[Recorded data]
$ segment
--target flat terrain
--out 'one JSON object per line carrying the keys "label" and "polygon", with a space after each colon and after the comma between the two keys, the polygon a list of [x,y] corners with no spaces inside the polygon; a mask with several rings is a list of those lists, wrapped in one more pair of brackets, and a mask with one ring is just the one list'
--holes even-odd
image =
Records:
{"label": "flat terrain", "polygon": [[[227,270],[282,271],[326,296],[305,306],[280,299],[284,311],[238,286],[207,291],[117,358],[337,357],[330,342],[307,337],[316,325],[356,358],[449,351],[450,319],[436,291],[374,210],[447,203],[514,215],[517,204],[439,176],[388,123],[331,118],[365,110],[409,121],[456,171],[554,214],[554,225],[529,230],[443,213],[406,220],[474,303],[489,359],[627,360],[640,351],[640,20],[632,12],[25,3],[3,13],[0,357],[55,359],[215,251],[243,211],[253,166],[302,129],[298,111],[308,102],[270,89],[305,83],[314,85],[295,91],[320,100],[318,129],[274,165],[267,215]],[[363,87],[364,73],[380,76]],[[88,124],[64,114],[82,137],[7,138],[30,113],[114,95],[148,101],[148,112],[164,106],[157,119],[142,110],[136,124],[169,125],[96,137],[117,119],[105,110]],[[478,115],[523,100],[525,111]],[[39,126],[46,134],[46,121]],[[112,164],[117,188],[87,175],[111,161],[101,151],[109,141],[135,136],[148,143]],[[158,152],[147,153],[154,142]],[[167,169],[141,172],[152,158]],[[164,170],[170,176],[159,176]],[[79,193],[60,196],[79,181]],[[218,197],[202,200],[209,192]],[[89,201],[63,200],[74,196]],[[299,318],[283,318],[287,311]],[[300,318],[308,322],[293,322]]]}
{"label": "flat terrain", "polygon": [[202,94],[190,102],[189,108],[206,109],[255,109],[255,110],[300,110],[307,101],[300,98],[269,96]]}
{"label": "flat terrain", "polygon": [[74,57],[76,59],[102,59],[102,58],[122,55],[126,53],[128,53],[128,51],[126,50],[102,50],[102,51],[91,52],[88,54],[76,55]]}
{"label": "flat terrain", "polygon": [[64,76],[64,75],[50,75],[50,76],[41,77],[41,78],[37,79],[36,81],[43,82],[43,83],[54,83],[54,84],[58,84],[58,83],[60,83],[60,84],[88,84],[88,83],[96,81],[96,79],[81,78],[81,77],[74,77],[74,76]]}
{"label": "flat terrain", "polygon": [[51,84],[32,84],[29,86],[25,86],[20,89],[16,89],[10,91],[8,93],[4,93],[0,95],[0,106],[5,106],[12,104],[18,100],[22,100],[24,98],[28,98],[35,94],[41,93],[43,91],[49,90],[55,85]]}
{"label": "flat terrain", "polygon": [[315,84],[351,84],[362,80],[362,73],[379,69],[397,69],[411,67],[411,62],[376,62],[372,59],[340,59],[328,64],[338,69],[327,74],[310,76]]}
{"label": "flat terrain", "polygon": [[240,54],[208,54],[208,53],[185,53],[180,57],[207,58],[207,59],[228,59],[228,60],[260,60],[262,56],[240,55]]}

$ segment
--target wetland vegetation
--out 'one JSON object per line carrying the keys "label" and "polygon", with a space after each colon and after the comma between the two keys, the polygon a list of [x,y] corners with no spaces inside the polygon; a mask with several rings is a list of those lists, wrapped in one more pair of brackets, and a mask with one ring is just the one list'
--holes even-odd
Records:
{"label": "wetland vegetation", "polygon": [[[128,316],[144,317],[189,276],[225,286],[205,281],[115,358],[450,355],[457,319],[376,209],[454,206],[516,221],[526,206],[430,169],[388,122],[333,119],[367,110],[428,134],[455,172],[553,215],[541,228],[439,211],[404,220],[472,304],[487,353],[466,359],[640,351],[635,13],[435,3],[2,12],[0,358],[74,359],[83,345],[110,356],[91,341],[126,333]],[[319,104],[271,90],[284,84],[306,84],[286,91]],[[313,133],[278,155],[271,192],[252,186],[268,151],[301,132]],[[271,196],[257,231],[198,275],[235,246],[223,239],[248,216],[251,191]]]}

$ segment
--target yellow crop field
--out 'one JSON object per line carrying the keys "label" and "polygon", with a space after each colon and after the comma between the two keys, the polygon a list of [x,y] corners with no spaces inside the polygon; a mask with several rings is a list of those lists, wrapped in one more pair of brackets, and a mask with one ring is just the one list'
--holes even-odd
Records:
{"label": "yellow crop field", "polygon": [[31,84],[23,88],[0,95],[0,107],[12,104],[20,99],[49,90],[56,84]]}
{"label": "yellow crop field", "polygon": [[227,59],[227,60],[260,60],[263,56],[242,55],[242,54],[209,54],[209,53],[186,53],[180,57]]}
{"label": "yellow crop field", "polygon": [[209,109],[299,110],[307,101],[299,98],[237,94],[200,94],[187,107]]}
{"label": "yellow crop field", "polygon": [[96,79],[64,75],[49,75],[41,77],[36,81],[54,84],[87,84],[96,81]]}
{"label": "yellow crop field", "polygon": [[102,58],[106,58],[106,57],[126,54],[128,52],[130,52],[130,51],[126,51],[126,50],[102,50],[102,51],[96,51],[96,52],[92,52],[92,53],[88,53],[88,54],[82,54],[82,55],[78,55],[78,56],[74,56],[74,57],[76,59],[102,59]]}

• **Your instructions**
Reproduce every record in full, keeping each one exactly as it reads.

• **Your response**
$ segment
--target flat terrain
--out 'one JSON object per line carrying the keys "label" and "polygon", with a space after each colon and after the comma between the two keys, the polygon a list of [x,y] corners with no spaces inside the polygon; a mask with several rings is a list of those lists, wrapped in one more pair of brackets, and a mask with one ring is just the one list'
--holes even-odd
image =
Records:
{"label": "flat terrain", "polygon": [[[227,270],[282,271],[326,296],[305,306],[280,299],[284,311],[238,286],[207,291],[117,358],[337,357],[330,342],[307,337],[316,325],[356,358],[449,351],[450,319],[436,291],[374,210],[447,203],[514,215],[517,204],[439,176],[388,123],[331,118],[365,110],[409,121],[456,171],[554,214],[554,225],[529,230],[443,213],[406,220],[474,303],[489,359],[627,360],[640,351],[640,20],[632,12],[25,3],[3,13],[0,357],[55,359],[215,251],[243,211],[253,166],[302,129],[298,111],[308,102],[270,89],[305,83],[314,85],[295,91],[320,100],[318,129],[274,165],[267,215]],[[363,87],[364,73],[380,76]],[[88,124],[64,114],[82,137],[7,138],[30,113],[114,95],[148,101],[148,112],[164,106],[157,119],[142,110],[136,124],[169,125],[96,137],[117,119],[105,110]],[[478,115],[523,100],[525,111]],[[39,126],[46,134],[46,121]],[[112,164],[117,188],[87,175],[111,161],[101,151],[109,141],[135,136],[148,143]],[[158,152],[147,153],[154,142]],[[167,169],[141,172],[152,158]],[[164,170],[170,176],[159,176]],[[79,193],[60,196],[79,181]],[[218,197],[202,200],[209,192]],[[89,201],[63,200],[74,196]],[[299,318],[283,318],[287,311]],[[300,318],[308,322],[293,322]]]}
{"label": "flat terrain", "polygon": [[202,94],[190,102],[189,108],[206,109],[255,109],[255,110],[300,110],[307,101],[300,98],[269,96]]}
{"label": "flat terrain", "polygon": [[74,57],[76,59],[102,59],[102,58],[122,55],[126,53],[128,53],[128,51],[126,50],[102,50],[102,51],[91,52],[88,54],[76,55]]}
{"label": "flat terrain", "polygon": [[64,76],[64,75],[50,75],[50,76],[41,77],[41,78],[37,79],[36,81],[43,82],[43,83],[54,83],[54,84],[58,84],[58,83],[60,83],[60,84],[88,84],[88,83],[96,81],[96,79],[81,78],[81,77],[74,77],[74,76]]}
{"label": "flat terrain", "polygon": [[51,84],[32,84],[29,86],[25,86],[20,89],[16,89],[10,91],[8,93],[4,93],[0,95],[0,106],[5,106],[12,104],[18,100],[22,100],[24,98],[28,98],[35,94],[41,93],[43,91],[49,90],[55,85]]}
{"label": "flat terrain", "polygon": [[315,84],[351,84],[362,80],[362,73],[379,69],[397,69],[411,67],[411,62],[376,62],[372,59],[340,59],[328,64],[338,69],[327,74],[310,76]]}
{"label": "flat terrain", "polygon": [[240,54],[208,54],[208,53],[185,53],[180,57],[207,58],[207,59],[228,59],[228,60],[260,60],[262,56],[240,55]]}

$ segment
--target wetland vegetation
--out 'one JSON object per line carrying the keys "label" and "polygon", with a space after each colon and after the comma between the two keys, the polygon a list of [x,y] corners with no spaces inside the polygon; a mask with several rings is a list of those lists, wrapped in one more pair of brackets, and a mask with one ring is just the one list'
--holes even-odd
Records:
{"label": "wetland vegetation", "polygon": [[[128,316],[144,317],[189,276],[225,286],[205,281],[115,358],[450,355],[457,319],[376,209],[454,206],[516,221],[526,206],[430,169],[388,122],[333,119],[367,110],[428,134],[455,172],[553,215],[541,228],[439,211],[404,220],[472,304],[487,353],[466,359],[640,351],[635,13],[435,3],[2,12],[0,358],[74,359],[83,345],[110,356],[91,341],[126,333]],[[319,104],[271,90],[284,84],[306,84],[286,91]],[[313,133],[278,155],[271,192],[252,186],[268,151],[301,132]],[[271,196],[257,231],[198,275],[235,246],[223,239],[248,216],[251,191]]]}

$ segment
--target yellow crop field
--out 'one JSON object per line carrying the keys "label" and "polygon", with a space after each colon and after the comma between the two keys, the polygon a list of [x,y] corners with no spaces inside the polygon; a mask with several rings is a list of those lists, wrapped in one more pair of brackets, and a mask with one ring is just the one list'
--holes even-odd
Records:
{"label": "yellow crop field", "polygon": [[31,84],[23,88],[0,95],[0,107],[12,104],[20,99],[49,90],[56,84]]}
{"label": "yellow crop field", "polygon": [[227,59],[227,60],[260,60],[263,56],[242,55],[242,54],[209,54],[209,53],[186,53],[180,57]]}
{"label": "yellow crop field", "polygon": [[209,109],[299,110],[307,101],[299,98],[237,94],[200,94],[187,107]]}
{"label": "yellow crop field", "polygon": [[96,79],[64,75],[49,75],[41,77],[36,81],[54,84],[87,84],[96,81]]}
{"label": "yellow crop field", "polygon": [[102,58],[106,58],[106,57],[126,54],[128,52],[130,52],[130,51],[126,51],[126,50],[102,50],[102,51],[96,51],[96,52],[92,52],[92,53],[88,53],[88,54],[82,54],[82,55],[78,55],[78,56],[74,56],[74,57],[76,59],[102,59]]}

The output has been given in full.